Extracted text -
Start of Block
In fact, many supplements, especially when taken in large quantities, do not lead to better health and can even be dangerous, Chiariello and other experts said.
“When people have the little pill boxes filled and they are taking 10 to 12 supplements a day, you wonder what they are actually hoping to get from this,” Chiariello said. “Most of them are going to be flushed out of your system.”
The main reason to be cautious, experts said, is because there is little oversight. The U.S. Food and Drug Administration notes on its website that it “does not have the authority to review dietary supplements for safety and effectiveness before they are marketed.”
Seeking a balanced diet
The federal government’s Dietary Guidelines for Americans includes a healthy mix of vegetables, fruits, grains, dairy and fortified soy alternatives and protein. People who follow a balanced diet should get all the vitamins and minerals they need through their foods, experts said.
“We like to say we are a healthy population, but we’re really not,” Chiariello said. “Most people don’t get a balanced diet.”
Vitamin and mineral supplements, taken under the guidance of a doctor, can help fill some of those nutrition gaps, experts said.
End of Block
Data for review -
Start of Block
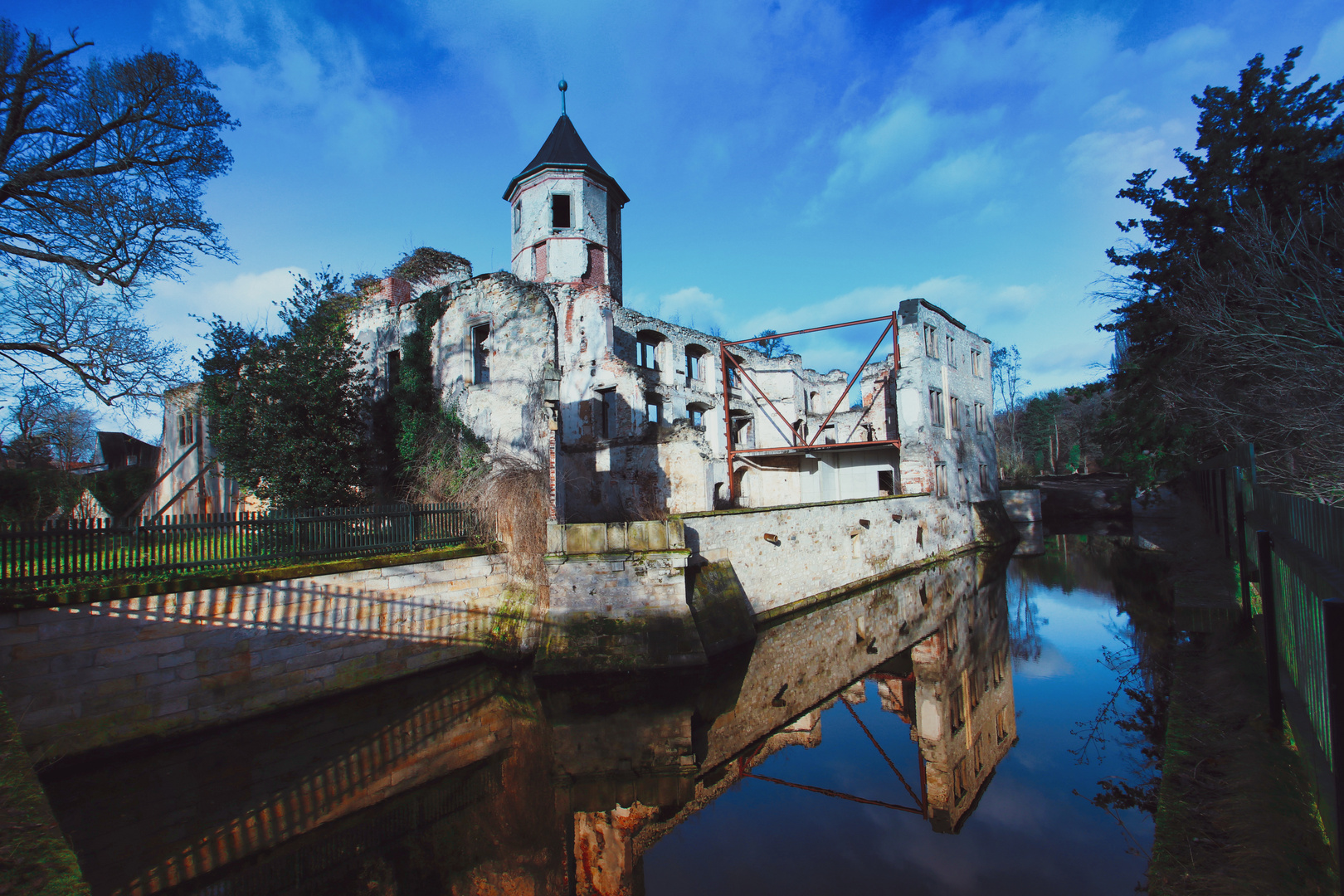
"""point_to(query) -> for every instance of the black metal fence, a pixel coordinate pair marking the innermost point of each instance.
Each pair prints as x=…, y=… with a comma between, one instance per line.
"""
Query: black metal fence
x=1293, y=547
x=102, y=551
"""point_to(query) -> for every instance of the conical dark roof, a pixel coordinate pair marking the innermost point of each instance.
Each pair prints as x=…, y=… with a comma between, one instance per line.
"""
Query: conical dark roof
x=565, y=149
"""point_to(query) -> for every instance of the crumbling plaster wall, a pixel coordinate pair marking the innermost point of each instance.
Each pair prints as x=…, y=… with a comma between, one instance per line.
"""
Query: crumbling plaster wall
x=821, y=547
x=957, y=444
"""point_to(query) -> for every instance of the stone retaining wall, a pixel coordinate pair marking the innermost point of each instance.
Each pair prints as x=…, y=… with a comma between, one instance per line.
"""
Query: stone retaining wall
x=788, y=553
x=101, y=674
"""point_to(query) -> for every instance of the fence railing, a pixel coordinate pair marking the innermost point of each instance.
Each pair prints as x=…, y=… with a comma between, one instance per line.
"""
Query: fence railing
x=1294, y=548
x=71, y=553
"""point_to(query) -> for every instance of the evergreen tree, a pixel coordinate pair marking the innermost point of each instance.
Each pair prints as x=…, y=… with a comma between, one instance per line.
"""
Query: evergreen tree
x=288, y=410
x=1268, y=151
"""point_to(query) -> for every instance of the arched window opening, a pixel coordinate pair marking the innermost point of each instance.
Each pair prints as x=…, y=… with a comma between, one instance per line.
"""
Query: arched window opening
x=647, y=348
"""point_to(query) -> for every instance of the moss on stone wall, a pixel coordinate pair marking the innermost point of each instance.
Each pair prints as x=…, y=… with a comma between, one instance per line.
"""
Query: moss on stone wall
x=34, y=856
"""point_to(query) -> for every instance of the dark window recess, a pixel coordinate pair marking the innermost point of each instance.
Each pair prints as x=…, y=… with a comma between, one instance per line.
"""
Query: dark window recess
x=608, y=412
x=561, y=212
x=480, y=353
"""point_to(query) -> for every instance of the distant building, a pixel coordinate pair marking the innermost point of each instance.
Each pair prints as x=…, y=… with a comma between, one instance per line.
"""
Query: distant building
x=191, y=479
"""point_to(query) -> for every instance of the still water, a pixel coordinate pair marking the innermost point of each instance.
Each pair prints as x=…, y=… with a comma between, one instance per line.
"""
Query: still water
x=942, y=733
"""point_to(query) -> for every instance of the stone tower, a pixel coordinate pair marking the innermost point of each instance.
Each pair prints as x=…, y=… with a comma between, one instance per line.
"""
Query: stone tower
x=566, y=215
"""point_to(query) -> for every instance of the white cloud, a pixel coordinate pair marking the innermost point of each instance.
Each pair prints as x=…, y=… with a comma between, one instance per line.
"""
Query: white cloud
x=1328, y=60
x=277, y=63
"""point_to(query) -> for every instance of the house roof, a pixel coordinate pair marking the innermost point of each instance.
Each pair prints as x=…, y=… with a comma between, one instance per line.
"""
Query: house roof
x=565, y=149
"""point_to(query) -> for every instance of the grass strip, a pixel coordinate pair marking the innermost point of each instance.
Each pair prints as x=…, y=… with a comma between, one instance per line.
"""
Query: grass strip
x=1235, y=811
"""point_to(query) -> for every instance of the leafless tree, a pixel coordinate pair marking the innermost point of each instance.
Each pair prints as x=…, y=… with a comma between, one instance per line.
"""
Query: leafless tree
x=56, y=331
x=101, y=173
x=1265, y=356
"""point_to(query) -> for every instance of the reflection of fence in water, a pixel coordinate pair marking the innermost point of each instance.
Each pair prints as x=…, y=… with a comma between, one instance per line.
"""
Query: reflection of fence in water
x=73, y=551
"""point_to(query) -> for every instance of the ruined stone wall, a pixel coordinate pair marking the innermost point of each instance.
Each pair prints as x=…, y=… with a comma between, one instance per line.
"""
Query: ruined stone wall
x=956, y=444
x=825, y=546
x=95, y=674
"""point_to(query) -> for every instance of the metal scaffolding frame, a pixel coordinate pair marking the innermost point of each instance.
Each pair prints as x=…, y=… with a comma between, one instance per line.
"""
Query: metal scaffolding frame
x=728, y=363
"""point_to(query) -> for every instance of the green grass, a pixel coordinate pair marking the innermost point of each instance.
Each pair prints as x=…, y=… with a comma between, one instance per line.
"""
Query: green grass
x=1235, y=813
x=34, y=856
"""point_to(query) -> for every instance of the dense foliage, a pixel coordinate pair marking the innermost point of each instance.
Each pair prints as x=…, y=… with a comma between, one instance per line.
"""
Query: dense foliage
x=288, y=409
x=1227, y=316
End of Block
Start of Block
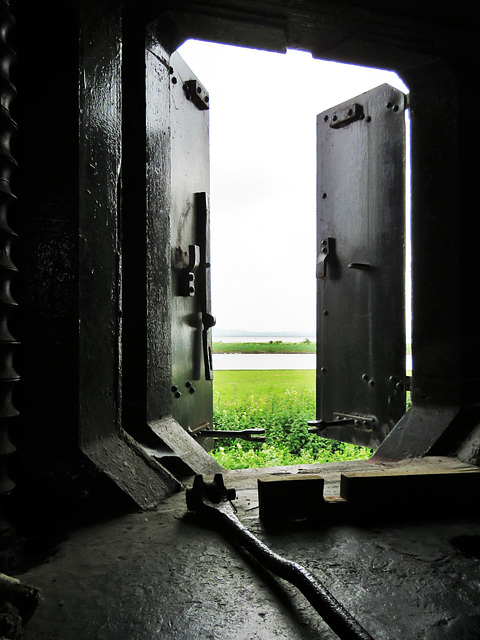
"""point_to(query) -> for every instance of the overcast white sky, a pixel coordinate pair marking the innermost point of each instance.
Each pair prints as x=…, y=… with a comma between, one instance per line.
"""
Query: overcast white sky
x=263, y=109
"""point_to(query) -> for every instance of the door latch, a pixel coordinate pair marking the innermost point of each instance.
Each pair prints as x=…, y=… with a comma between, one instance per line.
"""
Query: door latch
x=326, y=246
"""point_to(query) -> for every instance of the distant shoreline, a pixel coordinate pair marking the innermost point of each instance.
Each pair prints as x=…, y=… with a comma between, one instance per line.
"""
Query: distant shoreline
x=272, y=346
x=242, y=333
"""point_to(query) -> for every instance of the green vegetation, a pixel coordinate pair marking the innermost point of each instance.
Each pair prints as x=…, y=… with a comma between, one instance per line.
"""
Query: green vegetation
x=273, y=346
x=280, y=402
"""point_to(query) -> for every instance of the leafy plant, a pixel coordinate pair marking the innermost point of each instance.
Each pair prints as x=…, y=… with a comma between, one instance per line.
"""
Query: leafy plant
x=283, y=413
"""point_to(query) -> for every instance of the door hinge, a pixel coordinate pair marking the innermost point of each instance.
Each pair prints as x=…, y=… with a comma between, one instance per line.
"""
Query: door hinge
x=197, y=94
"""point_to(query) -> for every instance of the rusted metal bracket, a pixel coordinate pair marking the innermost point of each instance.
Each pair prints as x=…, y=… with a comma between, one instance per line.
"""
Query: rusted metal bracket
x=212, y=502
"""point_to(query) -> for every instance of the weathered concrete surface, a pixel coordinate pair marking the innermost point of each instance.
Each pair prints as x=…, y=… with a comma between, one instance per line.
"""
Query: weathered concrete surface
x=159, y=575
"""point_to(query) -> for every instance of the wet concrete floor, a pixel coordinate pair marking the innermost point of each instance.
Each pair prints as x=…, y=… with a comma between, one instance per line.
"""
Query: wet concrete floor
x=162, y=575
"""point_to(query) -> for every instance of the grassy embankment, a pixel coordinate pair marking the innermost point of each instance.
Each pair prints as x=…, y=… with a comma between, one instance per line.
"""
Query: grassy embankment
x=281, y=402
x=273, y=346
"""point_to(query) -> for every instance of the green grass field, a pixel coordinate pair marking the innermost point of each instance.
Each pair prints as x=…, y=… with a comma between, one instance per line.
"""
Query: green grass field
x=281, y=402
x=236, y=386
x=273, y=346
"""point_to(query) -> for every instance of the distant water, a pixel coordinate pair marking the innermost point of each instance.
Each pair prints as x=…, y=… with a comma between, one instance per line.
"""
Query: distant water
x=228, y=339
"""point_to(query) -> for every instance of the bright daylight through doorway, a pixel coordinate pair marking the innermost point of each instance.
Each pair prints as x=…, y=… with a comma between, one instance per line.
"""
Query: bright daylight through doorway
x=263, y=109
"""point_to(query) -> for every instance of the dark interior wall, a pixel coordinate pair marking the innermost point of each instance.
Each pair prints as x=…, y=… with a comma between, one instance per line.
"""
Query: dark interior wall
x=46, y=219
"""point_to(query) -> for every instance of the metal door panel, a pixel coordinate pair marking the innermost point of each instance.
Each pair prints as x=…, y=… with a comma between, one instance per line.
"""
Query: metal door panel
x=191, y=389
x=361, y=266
End of Block
Start of Block
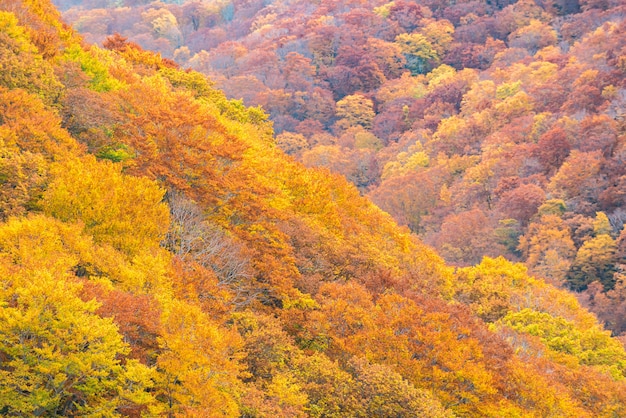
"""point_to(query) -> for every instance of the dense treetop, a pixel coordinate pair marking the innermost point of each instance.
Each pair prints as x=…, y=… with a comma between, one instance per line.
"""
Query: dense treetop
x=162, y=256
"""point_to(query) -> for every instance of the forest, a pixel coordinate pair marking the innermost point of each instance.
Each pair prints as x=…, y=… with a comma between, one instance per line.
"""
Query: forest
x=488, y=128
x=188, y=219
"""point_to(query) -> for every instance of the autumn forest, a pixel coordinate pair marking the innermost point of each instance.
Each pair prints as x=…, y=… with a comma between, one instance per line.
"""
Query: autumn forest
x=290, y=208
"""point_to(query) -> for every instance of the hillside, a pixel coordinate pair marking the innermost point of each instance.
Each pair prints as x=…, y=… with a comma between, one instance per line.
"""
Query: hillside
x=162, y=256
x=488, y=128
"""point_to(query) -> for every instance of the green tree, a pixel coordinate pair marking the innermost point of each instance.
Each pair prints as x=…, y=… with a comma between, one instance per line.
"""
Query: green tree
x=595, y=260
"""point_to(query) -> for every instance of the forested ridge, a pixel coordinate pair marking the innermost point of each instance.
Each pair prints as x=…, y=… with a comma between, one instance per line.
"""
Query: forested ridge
End of Block
Task 1 - In the article on dietary supplements, replace "balanced diet" with "varied diet" and give the passage that begins at the words "The main reason" and stops after "gaps, experts said.".
Task 2 - Write the next part of the article on dietary supplements, starting after its last sentence.
The items have nothing to do with the article on dietary supplements.

Response box 1 -
The main reason to be cautious, experts said, is because there is little oversight. The U.S. Food and Drug Administration notes on its website that it “does not have the authority to review dietary supplements for safety and effectiveness before they are marketed.”
Seeking a varied diet
The federal government’s Dietary Guidelines for Americans includes a healthy mix of vegetables, fruits, grains, dairy and fortified soy alternatives and protein. People who follow a varied diet should get all the vitamins and minerals they need through their foods, experts said.
“We like to say we are a healthy population, but we’re really not,” Chiariello said. “Most people don’t get a varied diet.”
Vitamin and mineral supplements, taken under the guidance of a doctor, can help fill some of those nutrition gaps, experts said.

Response box 2 -
“Nearly everybody is deficient or insufficient in at least something,” said Tara Allen, a registered nurse, nutritionist and personal trainer in Farmingdale. “There is so much processed food out there, it’s hard to get what we call the perfect diet.”
Allen believes everyone needs an individualized plan that starts by speaking with a doctor, then undergoing testing to determine their levels of vitamins and minerals.
“Most people do very well with a broad-spectrum vitamin-mineral supplement — something that doesn’t have a ton of any one thing,” she said. “You’re just kind of covering your bases.”
Too much of a good thing
Even if your diet does not include the recommended amount of fruits and veggies, you are probably still ingesting important vitamins and minerals through your food, according to Dr. Liron Sinvani, assistant professor at the Institute of Health System Science, Feinstein Institutes for Medical Research in Manhasset.
“A lot of the foods in the U.S. are fortified,” Sinvani said. “And I think we underestimate what we get through our diet. You can get 100% of the vitamin A you need by eating one sweet potato or half of a carrot. … If you look at some of the supplements people take, even a multivitamin, it can have 100% of the daily amount that you need without counting any food … this becomes problematic.”
If a person takes an excess of water soluble vitamins, such as vitamin B and vitamin C, it most likely will naturally flush out of their body through urine, Patane said. But vitamins that are fat soluble, such as vitamins A, D, E and K, store in the liver and fatty tissue.
Patane said people who take too many vitamins or megadoses of certain vitamins can develop a condition called hypervitaminosis.
“With hypervitaminosis, people can get irritated and confused, bone pain, fast heart rate and changes to your skin,” Patane said. “It can get you very sick, and it’s sometimes hard to diagnose.”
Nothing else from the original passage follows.